TASK TO CARRY OUT: Rewrite every line between the one holding "like [[294, 23]]." and the one holding "Target: bird's black eye", inclusive, and shift each answer point by adding 66 to both of its coordinates.

SOURCE DATA:
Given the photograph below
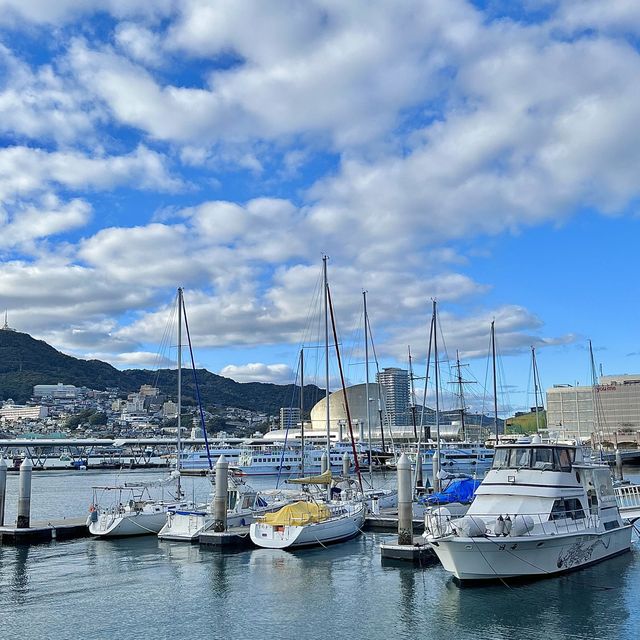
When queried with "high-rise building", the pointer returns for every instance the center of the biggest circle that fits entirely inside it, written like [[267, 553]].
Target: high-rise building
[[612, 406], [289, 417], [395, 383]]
* * *
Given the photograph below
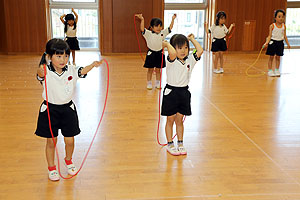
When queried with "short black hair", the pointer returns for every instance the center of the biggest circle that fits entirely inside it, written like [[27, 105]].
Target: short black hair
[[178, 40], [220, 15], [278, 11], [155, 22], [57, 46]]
* * *
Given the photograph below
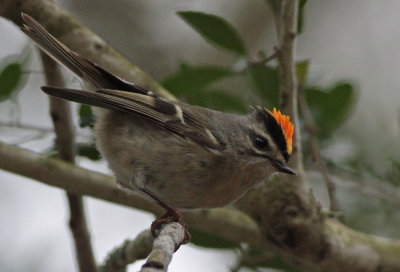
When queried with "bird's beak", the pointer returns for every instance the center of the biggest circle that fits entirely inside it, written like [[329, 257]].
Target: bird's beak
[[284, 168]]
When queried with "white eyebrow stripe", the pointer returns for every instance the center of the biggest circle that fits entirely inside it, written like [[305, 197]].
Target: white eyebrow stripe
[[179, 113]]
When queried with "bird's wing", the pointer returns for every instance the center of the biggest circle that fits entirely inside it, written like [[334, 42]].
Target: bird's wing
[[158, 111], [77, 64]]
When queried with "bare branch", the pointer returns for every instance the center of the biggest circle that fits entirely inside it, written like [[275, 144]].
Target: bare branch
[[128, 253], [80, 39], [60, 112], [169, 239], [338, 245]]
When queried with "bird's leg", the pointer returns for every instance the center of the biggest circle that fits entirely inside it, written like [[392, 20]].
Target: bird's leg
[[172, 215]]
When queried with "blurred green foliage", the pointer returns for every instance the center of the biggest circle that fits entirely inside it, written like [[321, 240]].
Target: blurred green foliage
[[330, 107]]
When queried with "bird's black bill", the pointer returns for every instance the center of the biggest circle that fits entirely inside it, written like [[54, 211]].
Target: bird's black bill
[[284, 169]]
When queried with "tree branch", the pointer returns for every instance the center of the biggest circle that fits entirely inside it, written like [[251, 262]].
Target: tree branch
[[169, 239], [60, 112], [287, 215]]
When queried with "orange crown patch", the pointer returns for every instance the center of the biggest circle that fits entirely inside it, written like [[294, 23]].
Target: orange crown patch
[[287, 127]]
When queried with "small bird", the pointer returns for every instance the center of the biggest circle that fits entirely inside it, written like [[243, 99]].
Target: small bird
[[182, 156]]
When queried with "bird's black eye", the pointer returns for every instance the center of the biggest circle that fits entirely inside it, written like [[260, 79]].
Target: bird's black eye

FULL OUTPUT:
When queried with "orange crown patch", the pointer returns for every instance the center of the biggest circle that fits entirely inside it, written like [[294, 23]].
Target: orange crown patch
[[353, 193]]
When queried with "small bird", the pointer returns for every instance the center of the biggest circle that fits entirely inside it, written like [[243, 99]].
Target: small bird
[[248, 222]]
When queried with "bird's black eye", the pointer returns for every instance the center of the biggest circle that fits entirely inside it, written like [[260, 79]].
Target: bird's black eye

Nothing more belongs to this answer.